**Description of the task**
Can you rescale everything from the line containing "windshield, that would be most helpful." down to the end of the records, giving all of those lines again with the requests included? Multiply every polygon coordinate in the answers by 2 and round to whole numbers, halves up, leaving the numbers in the requests and format samples as they are.
### Record extracts
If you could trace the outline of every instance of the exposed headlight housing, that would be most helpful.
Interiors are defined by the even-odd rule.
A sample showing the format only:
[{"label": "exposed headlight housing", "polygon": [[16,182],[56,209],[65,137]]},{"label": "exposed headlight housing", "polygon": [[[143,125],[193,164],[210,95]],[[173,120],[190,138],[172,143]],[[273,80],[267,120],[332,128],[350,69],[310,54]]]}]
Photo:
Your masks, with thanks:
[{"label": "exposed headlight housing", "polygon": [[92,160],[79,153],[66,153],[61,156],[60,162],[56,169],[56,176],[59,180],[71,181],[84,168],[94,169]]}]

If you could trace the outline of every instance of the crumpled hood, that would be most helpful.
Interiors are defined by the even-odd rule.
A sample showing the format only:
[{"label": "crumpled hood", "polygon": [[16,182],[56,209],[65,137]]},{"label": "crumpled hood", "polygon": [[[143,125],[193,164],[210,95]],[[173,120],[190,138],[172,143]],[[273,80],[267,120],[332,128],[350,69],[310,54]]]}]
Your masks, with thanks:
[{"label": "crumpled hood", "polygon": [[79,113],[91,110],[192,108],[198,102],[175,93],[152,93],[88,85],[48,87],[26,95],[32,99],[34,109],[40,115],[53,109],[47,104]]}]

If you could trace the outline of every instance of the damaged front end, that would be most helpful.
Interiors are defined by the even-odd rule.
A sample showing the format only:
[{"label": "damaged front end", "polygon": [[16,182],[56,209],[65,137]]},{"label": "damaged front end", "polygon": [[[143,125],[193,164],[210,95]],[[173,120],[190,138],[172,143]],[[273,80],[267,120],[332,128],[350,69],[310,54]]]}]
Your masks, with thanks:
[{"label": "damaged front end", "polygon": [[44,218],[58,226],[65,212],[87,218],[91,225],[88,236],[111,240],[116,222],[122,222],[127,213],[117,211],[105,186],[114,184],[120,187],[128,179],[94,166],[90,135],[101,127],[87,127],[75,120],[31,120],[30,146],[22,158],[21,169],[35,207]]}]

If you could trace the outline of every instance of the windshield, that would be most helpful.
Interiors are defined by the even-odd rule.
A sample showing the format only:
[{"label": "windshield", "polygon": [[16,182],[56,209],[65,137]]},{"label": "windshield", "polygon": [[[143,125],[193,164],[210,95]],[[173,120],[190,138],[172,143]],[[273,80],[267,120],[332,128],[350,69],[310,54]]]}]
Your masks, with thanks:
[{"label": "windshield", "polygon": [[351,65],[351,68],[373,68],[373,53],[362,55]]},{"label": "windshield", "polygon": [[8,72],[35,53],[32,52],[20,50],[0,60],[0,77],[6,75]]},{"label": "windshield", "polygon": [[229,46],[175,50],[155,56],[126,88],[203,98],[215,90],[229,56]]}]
######
**Exercise output**
If you could trace the outline of every instance of the windshield, that would be most helpful.
Interiors are defined by the even-odd rule.
A sample showing the format only:
[{"label": "windshield", "polygon": [[16,182],[56,209],[65,137]]},{"label": "windshield", "polygon": [[[143,125],[193,164],[210,95]],[[173,120],[190,138],[172,143]],[[273,80],[267,120],[332,128],[350,69],[310,54]]]}]
Your masks, with thanks:
[{"label": "windshield", "polygon": [[702,130],[702,136],[746,136],[746,106],[724,110]]},{"label": "windshield", "polygon": [[16,144],[70,106],[64,104],[40,100],[0,120],[0,154],[12,150]]},{"label": "windshield", "polygon": [[458,92],[350,100],[310,112],[252,176],[406,196],[430,180],[458,112]]}]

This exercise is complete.